# START OF Given entries

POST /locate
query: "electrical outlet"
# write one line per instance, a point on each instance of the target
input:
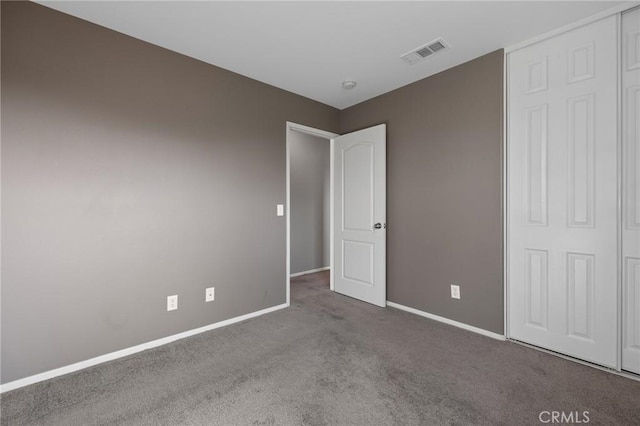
(210, 294)
(172, 302)
(455, 291)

# END OF Given entries

--- Exercise directions ---
Your task is to repeat the material above exactly, without its pictures.

--- Complete output ---
POST /locate
query: "electrical outlet"
# write one line per instance, a point on each instance of the target
input:
(210, 294)
(172, 302)
(455, 291)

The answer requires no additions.